- **Daftar Tugas**:
A. Ringkas paragraf artikel yang dimulai dengan "Pada 2 Februari, sekelompok orang" menjadi daftar pendek berisi fakta-fakta utamanya.
B. Salin ulang bagian artikel mulai dari "REPUBLIKA.CO.ID, SINGAPURA – Tiga" sampai dengan "pada Kamis (27/6/2024).", tanpa mengubah satu kata pun.
C. Jawab pertanyaan berikut berdasarkan artikel:
(i) Berapa umur Siti Amirah Mohamed Asrori?
(ii) Kepada siapa surat dalam acara Letters for Palestine ditujukan?
(iii) Berapa lama waktu yang diminta pengacara Derek Wong untuk memberikan representasi?

- **Artikel**:
Jumat 28 Jun 2024 20:58 WIB

Singapura Bakal Penjarakan Tiga Aktivis Perempuan Pro-Palestina

Aksi-aksi pro-Palestina, bahkan sekadar mengibarkan bendera, dilarang di Singapura.

Para aktivis Singapura dalam aksi mengantarkan surat ke Istana pada Februari 2024 lalu.
Foto: Twitter/X
Para aktivis Singapura dalam aksi mengantarkan surat ke Istana pada Februari 2024 lalu.

REPUBLIKA.CO.ID, SINGAPURA – Tiga aktivis perempuan pro-Palestina terancam dipenjara di Singapura. Mereka didakwa melanggar aturan karena mengorganisir aksi membela Palestina yang sejauh ini terlarang di negara tetangga tersebut. 

Channel News Asia (CNA) melansir, tiga perempuan itu diduga mengorganisir kelompok beranggotakan sekitar 70 orang yang mengirimkan surat ke Istana untuk mendukung perjuangan Palestina. Dakwaan mereka dibacakan di pengadilan pada Kamis (27/6/2024). 

Di antara para aktivis adalah Annamalai Kokila Parvathi (35 tahun), Siti Amirah Mohamed Asrori (29), dan Mossammad Sobikun Nahar (25). Semuanya didakwa berdasarkan Undang-Undang Ketertiban Umum karena mengatur pertemuan atau prosesi tanpa izin pada 2 Februari lalu di sepanjang perimeter Istana, sebuah area terlarang. 

Pada 2 Februari, sekelompok orang yang berjumlah sekitar 70 orang berkumpul di sepanjang Orchard Road di luar pusat perbelanjaan sekitar pukul 14.00 dan berjalan menuju Istana. Mereka membawa payung bergambar semangka untuk mendukung perjuangan Palestina di tengah serangan brutal Israel ke Gaza. Warna semangka sama dengan warna pada bendera Palestina dan buahnya menjadi simbol solidaritas Palestina.

Menurut postingan media sosial, peserta acara Letters for Palestine berjalan dari Plaza Singapura ke Istana untuk menyampaikan surat yang ditujukan kepada Perdana Menteri Lee Hsien Loong. Polisi menambahkan bahwa Annamalai sebelumnya telah diberikan peringatan keras pada pada 5 Desember 2017, dan peringatan bersyarat selama 24 bulan pada 30 November 2021 karena keterlibatannya dalam pertemuan publik lainnya tanpa izin. 

Annamalai, seorang aktivis sipil ternama, dikatakan bersekongkol dalam dugaan pelanggaran tersebut dengan melibatkan Mossammad, Siti Amirah, Alysha Mohamed Rahmat Shah, Anystasha Mohamed Rahmat Shah, dan orang tak dikenal lainnya, dalam komisinya.  Ketiga perempuan tersebut hadir di pengadilan dan didampingi oleh lebih dari 10 orang termasuk aktivis terkemuka Jolovan Wham. 

Ketiga terdakwa diwakili oleh pengacara Derek Wong, yang mengatakan kepada pengadilan bahwa dia baru ditunjuk pada Rabu. Wong meminta waktu enam minggu untuk memberikan representasi dan mengatakan tidak ada indikasi permohonan pada saat ini.

- **Cuplikan Baris**:
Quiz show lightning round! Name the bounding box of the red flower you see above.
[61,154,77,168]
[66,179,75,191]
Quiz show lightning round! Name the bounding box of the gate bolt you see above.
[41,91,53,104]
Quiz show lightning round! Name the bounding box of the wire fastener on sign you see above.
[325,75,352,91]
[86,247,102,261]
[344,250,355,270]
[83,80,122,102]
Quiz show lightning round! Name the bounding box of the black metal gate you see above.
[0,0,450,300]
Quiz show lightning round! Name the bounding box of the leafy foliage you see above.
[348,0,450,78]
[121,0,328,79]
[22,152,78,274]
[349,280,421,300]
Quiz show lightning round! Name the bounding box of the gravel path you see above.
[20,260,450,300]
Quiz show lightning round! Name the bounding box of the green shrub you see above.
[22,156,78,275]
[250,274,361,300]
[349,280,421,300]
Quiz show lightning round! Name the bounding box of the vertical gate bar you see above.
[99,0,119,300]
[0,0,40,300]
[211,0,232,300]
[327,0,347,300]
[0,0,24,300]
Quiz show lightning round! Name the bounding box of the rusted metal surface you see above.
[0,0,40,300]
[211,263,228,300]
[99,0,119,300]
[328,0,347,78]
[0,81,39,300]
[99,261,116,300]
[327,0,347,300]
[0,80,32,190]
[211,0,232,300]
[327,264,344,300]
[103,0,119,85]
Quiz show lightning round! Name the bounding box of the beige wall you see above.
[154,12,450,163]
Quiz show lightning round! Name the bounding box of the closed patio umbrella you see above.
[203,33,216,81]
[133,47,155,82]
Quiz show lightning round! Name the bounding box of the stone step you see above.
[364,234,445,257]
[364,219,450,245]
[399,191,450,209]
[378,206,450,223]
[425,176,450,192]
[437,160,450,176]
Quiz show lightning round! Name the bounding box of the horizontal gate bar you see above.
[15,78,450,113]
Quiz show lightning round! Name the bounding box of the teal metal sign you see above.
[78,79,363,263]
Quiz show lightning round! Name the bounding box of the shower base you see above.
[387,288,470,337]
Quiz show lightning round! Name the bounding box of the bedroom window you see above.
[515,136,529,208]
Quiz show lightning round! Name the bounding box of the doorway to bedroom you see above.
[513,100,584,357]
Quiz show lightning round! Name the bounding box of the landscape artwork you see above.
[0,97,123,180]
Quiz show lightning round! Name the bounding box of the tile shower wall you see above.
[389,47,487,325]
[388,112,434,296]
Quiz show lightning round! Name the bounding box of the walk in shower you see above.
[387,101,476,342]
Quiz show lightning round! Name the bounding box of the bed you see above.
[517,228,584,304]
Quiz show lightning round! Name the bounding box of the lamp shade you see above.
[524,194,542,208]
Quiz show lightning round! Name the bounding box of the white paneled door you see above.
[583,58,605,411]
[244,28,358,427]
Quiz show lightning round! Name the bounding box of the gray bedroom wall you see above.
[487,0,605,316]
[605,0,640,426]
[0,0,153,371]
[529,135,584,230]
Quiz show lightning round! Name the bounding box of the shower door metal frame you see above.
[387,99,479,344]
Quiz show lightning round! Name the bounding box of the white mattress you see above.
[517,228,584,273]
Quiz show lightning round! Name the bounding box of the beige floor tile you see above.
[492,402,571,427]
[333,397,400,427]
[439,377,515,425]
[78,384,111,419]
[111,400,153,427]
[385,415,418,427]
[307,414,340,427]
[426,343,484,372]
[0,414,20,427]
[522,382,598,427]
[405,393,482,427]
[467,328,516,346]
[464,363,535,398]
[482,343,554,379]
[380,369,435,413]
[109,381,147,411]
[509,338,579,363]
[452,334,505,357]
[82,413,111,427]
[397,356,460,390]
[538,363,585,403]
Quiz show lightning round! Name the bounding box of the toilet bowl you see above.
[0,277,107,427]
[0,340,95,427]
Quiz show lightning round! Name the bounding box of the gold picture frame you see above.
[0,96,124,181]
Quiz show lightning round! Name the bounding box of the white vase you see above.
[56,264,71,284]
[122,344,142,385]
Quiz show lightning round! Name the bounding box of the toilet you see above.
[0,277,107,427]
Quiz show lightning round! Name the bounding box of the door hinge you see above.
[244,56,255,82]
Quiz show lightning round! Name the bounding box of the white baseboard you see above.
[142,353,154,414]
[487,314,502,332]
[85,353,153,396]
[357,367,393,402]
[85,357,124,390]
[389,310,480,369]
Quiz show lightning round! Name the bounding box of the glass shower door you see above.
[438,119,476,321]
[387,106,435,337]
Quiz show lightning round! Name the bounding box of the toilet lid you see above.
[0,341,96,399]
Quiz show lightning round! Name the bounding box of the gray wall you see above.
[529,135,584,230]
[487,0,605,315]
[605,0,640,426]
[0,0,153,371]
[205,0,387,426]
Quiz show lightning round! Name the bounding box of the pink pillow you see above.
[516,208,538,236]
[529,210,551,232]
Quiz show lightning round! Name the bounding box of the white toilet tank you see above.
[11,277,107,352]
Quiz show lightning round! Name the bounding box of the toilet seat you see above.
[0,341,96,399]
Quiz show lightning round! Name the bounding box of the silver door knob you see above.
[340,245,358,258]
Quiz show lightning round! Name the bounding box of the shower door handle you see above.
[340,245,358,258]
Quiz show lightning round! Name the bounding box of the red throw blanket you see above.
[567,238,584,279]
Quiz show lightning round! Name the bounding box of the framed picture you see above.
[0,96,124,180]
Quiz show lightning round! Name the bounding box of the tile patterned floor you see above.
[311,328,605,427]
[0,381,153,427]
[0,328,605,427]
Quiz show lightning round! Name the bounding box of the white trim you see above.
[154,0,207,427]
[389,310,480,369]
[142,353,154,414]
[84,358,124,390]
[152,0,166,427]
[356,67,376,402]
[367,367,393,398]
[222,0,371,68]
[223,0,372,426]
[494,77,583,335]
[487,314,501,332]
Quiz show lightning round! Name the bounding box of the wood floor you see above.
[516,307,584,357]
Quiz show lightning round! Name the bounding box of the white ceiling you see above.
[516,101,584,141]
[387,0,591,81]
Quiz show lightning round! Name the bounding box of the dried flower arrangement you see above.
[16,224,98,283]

- **Hasil per Tugas**:
A.
- Pada 2 Februari sekitar pukul 14.00, sekitar 70 orang berkumpul di sepanjang Orchard Road di luar pusat perbelanjaan, lalu berjalan ke Istana.
- Mereka membawa payung bergambar semangka untuk mendukung perjuangan Palestina di tengah serangan brutal Israel ke Gaza.
- Semangka menjadi simbol solidaritas Palestina karena warnanya sama dengan warna bendera Palestina.

B.
REPUBLIKA.CO.ID, SINGAPURA – Tiga aktivis perempuan pro-Palestina terancam dipenjara di Singapura. Mereka didakwa melanggar aturan karena mengorganisir aksi membela Palestina yang sejauh ini terlarang di negara tetangga tersebut. 

Channel News Asia (CNA) melansir, tiga perempuan itu diduga mengorganisir kelompok beranggotakan sekitar 70 orang yang mengirimkan surat ke Istana untuk mendukung perjuangan Palestina. Dakwaan mereka dibacakan di pengadilan pada Kamis (27/6/2024).

C.
(i) 29 tahun.
(ii) Kepada Perdana Menteri Lee Hsien Loong.
(iii) Enam minggu.